— Assignment —
Copy out every record exactly.

— Data for this task —
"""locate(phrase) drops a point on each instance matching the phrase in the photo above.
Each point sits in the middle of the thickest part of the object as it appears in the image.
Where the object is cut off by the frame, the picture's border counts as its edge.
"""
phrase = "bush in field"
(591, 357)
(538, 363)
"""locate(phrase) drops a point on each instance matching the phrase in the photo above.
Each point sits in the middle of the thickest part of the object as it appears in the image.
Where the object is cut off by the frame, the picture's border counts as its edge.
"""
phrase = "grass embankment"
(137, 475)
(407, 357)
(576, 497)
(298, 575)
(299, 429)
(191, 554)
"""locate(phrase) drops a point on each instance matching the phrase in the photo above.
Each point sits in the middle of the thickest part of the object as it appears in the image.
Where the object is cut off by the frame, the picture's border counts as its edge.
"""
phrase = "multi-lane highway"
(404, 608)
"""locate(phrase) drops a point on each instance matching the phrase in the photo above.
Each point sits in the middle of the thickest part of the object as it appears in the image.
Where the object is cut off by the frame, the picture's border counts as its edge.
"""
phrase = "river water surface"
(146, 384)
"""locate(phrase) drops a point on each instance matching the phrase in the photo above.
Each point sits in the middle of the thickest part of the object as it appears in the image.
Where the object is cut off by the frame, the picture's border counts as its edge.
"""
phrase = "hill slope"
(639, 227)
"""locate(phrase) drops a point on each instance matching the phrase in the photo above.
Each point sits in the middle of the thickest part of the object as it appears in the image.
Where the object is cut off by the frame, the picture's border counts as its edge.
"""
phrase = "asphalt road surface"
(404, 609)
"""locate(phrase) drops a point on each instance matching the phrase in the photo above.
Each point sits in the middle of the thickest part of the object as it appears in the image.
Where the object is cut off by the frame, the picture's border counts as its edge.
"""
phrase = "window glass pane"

— Written answer —
"""locate(phrase) drops a point on each instance matching the phrase in the photo above.
Each point sits in the middle of the thickest part of the object as it appears in the image.
Where the object is cut off by the frame, the picture's border counts as its edge.
"""
phrase = "bush in field"
(591, 357)
(538, 363)
"""locate(phrase) drops a point on each instance matching the phrase in the photo above.
Each point sits in the middle of the thickest part of the object as it appears in the image.
Where the object is cut off by the frame, the picture's border counts as its edge.
"""
phrase = "grass embankment"
(137, 475)
(407, 357)
(576, 497)
(298, 575)
(299, 429)
(191, 554)
"""locate(phrase) drops a point on each instance matching the phrase in the photo above.
Each point sits in the middle of the thickest part of the object as it appears in the image.
Where the object is cut off by the frame, the picture's border counts as its edge.
"""
phrase = "multi-lane highway"
(404, 608)
"""locate(phrase) drops a point on each instance matching the phrase in the photo above.
Each point sits in the middle of the thickest part of the object as it appears in the image.
Where the object is cut off by the frame, the picture's border counts as its edge.
"""
phrase = "river water surface"
(146, 384)
"""locate(phrase) drops a point on each instance matching the phrase in the photo above.
Each point sits in the middle of the thickest part of the object as it appears in the image.
Where the object is cut off by the frame, the picture's border counts as its edge.
"""
phrase = "hill slope"
(639, 227)
"""locate(phrase) drops a point on each instance matching the phrase in the photo above.
Each point sits in the middle of the thickest part of the object as it appears in the image.
Where the object is cut off by the frame, the picture's border counts as its edge.
"""
phrase = "asphalt road surface"
(404, 609)
"""locate(phrase) drops a point on each instance matching the phrase in the photo above.
Each point sits in the middle of the thickest part of the object as it appears in the image.
Where the object is cut off by the frame, the picture's border counts as its edge.
"""
phrase = "window glass pane"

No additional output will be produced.